Enunciado 1:
No trecho, onde está a fonte da felicidade para Tomás de Aquino?

*** Trecho

Ética também pautada pela prática da vida virtuosa, também defendida pelos gregos, mas que difere dos clássicos por dois motivos:
Abandono da visão mundana: o fim último da vida não está neste mundo, o que implica na centralização da busca pela perfeição moral no amor a Deus.
Emergência da subjetividade: trata a questão ética de um ponto de vista pessoal, onde o importante é a relação entre cada indivíduo e Deus.
Para Tomás de Aquino, o fim último da vida humana continua sendo a felicidade, mas a fonte dela está em Deus.

1.4 Teorias éticas consequêncialistas e deontológicas

Uma forma mais rigorosa de colocar o problema da fundamentação de uma ação, que é a fundamentação moral, é a seguinte: Qual o critério nos permite dizer que uma ação é moralmente correta? De que depende o valor moral de ação?
Para resolver esse problema surgiram dois tipos de teorias: as consequêncialistas e as deontológicas. Vejamos o que caracteriza cada uma delas.
Teorias éticas consequêncialistas: afirmam que o critério para a correção moral de uma ação está nas suas consequências. Desse modo, a ação correta é aquela que causa as melhores consequências. Dentre as teorias consequencialistas, destaca-se o utilitarismo de Stuart Mill.

******
*** Material do exercício

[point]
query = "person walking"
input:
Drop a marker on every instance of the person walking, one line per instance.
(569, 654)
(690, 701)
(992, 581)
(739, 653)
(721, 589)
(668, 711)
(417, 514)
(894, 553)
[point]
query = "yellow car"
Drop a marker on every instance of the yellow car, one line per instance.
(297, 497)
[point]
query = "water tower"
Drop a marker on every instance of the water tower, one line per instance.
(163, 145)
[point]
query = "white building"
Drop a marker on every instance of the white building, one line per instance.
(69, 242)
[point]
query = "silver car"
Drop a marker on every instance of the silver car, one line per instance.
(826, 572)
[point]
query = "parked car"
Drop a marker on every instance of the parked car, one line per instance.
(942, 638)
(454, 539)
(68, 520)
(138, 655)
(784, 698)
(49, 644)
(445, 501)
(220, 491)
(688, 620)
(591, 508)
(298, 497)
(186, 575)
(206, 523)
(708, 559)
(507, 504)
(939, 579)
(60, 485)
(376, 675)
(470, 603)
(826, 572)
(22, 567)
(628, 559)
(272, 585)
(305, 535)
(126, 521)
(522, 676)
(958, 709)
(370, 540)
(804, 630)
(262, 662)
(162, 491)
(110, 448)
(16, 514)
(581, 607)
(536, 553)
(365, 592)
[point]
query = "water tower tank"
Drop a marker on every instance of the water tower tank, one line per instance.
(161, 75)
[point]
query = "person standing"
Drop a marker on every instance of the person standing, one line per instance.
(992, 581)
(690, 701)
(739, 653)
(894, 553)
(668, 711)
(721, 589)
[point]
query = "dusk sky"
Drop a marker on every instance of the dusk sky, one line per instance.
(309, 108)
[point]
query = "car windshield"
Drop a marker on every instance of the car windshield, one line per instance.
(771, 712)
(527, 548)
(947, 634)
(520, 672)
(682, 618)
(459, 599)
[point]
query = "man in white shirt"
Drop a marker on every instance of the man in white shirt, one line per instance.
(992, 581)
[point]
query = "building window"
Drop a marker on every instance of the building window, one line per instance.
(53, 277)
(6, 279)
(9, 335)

******

Enunciado 2:
Reescreva todas as linhas dos registros, com os pedidos, e some -79 a cada coordenada das respostas.

Resposta final 1:
Em Deus.

Resposta final 2:
[point]
query = "person walking"
input:
Drop a marker on every instance of the person walking, one line per instance.
(490, 575)
(611, 622)
(913, 502)
(660, 574)
(642, 510)
(589, 632)
(338, 435)
(815, 474)
[point]
query = "yellow car"
Drop a marker on every instance of the yellow car, one line per instance.
(218, 418)
[point]
query = "water tower"
Drop a marker on every instance of the water tower, one line per instance.
(84, 66)
[point]
query = "white building"
Drop a marker on every instance of the white building, one line per instance.
(-10, 163)
[point]
query = "silver car"
Drop a marker on every instance of the silver car, one line per instance.
(747, 493)
[point]
query = "parked car"
Drop a marker on every instance of the parked car, one line per instance.
(863, 559)
(375, 460)
(-11, 441)
(59, 576)
(705, 619)
(-30, 565)
(366, 422)
(141, 412)
(609, 541)
(512, 429)
(219, 418)
(107, 496)
(127, 444)
(629, 480)
(428, 425)
(860, 500)
(-19, 406)
(297, 596)
(391, 524)
(747, 493)
(-57, 488)
(549, 480)
(193, 506)
(226, 456)
(47, 442)
(443, 597)
(879, 630)
(291, 461)
(725, 551)
(183, 583)
(83, 412)
(31, 369)
(-63, 435)
(502, 528)
(457, 474)
(286, 513)
[point]
query = "water tower tank"
Drop a marker on every instance of the water tower tank, one line per instance.
(82, -4)
[point]
query = "person standing"
Drop a marker on every instance of the person standing, one line per instance.
(913, 502)
(611, 622)
(660, 574)
(815, 474)
(589, 632)
(642, 510)
[point]
query = "dusk sky"
Drop a marker on every instance of the dusk sky, one line per instance.
(230, 29)
[point]
query = "car windshield"
Drop a marker on every instance of the car windshield, one line per instance.
(692, 633)
(448, 469)
(868, 555)
(441, 593)
(603, 539)
(380, 520)
[point]
query = "man in white shirt"
Drop a marker on every instance of the man in white shirt, one line per instance.
(913, 502)
[point]
query = "building window"
Drop a marker on every instance of the building window, one line per instance.
(-26, 198)
(-73, 200)
(-70, 256)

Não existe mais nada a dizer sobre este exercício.